◆ **Texto apresentado**
● ● ●

Há um tempo, antes da iminência da crise hídrica do ano passado, fizemos um estudo que apontava que armazenamento seria viável a partir de 2025. Como nós passamos por uma crise e houve uma mudança do patamar de preços, é possível que essa viabilidade esteja menor, esteja já em 2023.
Ficou mais perto, mas como destravar essa tecnologia tão falada? Um novo tipo de leilão?
Eu consigo prever uma dinâmica maior nesse mercado quando o Brasil adotar efetivamente a precificar requisitos sistêmicos e deixar de comprar apenas MWh de fonte X ou Y. Esses leilões de potência que dão sinais para contratação de térmicas deveriam ser feitos sob o conceito de neutralidade tecnológica, contrata-se a solução de suprimento e não efetivamente usina eólica, solar ou térmica. Um leilão de solução sistêmica pode trazer essa dinâmica. A gente já está precisando disso e estamos atrasados. Temos lutado para que isso fosse feito ano passado, mas a conjuntura não permitiu. Estamos conversando com o governo para que esse leilão de neutralidade tecnológica seja implementado neste ano. Assim poderia acabar com esse Fla-Flu, a gente já tem tecnologia para parar com essa discussão e usar as fontes de maneira mais otimizada.
Um ano atrás, o Brasil vivia um alerta amarelo sobre o fornecimento de energia elétrica e ameaça de blecautes no horário de ponta no fim do período seco. A gente fez a lição de casa? O setor melhorou?

● ● ●

◆ **Material coletado**
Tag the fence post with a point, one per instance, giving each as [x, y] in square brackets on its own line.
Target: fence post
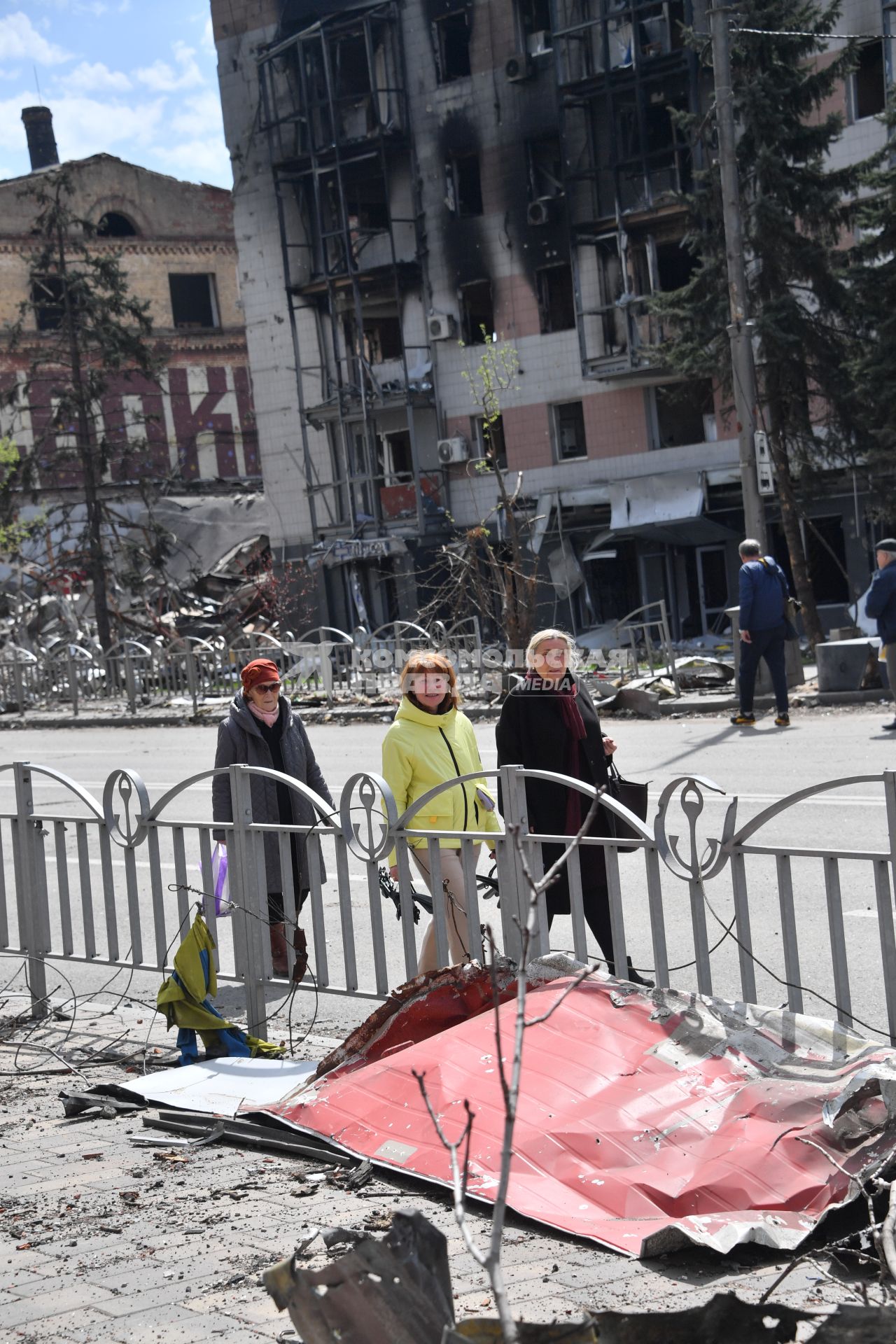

● ● ●

◆ **Tarefas propostas**
a) De acordo com o texto sobre o setor elétrico, a partir de que ano o estudo feito antes da crise hídrica apontava que o armazenamento seria viável?
b) Explique, com base no texto sobre o setor elétrico, por que a viabilidade do armazenamento pode ter se antecipado para 2023.
c) Por favor, continue o texto sobre o setor elétrico a partir da última pergunta.

◆ **Respostas do exercício**
a) A partir de 2025.

b) O país passou por uma crise, e o patamar de preços mudou. Por isso, a viabilidade que o estudo previa para 2025 pode já estar em 2023.

c)
Não foi consertado nada. Foi colocado um torniquete a preço alto. A gente tem vivenciado um pêndulo difícil de ser arrumado: ora estamos em excesso, ora em falta, quando vivemos um excesso estamos pagando a escassez. Qual é a solução de longo prazo? De fato dimensionar o sistema para operar de maneira adequada. Temos os recursos, as ferramentas, a inteligência, competência, mas não temos governança. Quem deveria planejar o sistema e definir como ele deveria funcionar deveria ser o poder concedente por meio da EPE [Empresa de Pesquisa Energética], com um planejamento seguido à risca. Mas ele é atropelado pelo Congresso Nacional. E a regulação das tarifas, que deveria ser da ANEEL [Agência Nacional de Energia Elétrica], também sofre interferências do Legislativo, do Executivo, do mercado. Estamos em uma crise de governança gravíssima. Eu compararia com a vivenciada em 2001, do racionamento, a diferença é que lá teve uma crise e apagão fez com que tivesse sido começado do zero. Vivemos uma crise há um tempinho, agravada com a crise hídrica de 2021, com uma crise financeira para gerenciar e um agravamento da governança. Em breve teremos uma crise profunda.
É mesmo?
O setor está em uma situação deplorável. Mantido esse ritmo, a indústria fica sob ameaça. Teremos de recobrar a governança, a situação é muito grave.
Como recuperar essa governança? Parte do sucesso que o Brasil pode ter como potência descarbonizante também terá de vir de um setor elétrico interno organizado.
Precisaremos de um Executivo forte que dê a caneta certa para uma pessoa certa. Há um fator feliz nisso: estamos em eleições. Qualquer um que for eleito precisará pensar em transição energética, mudanças climáticas e na retomada da governança. Se não poderemos perder essas oportunidades.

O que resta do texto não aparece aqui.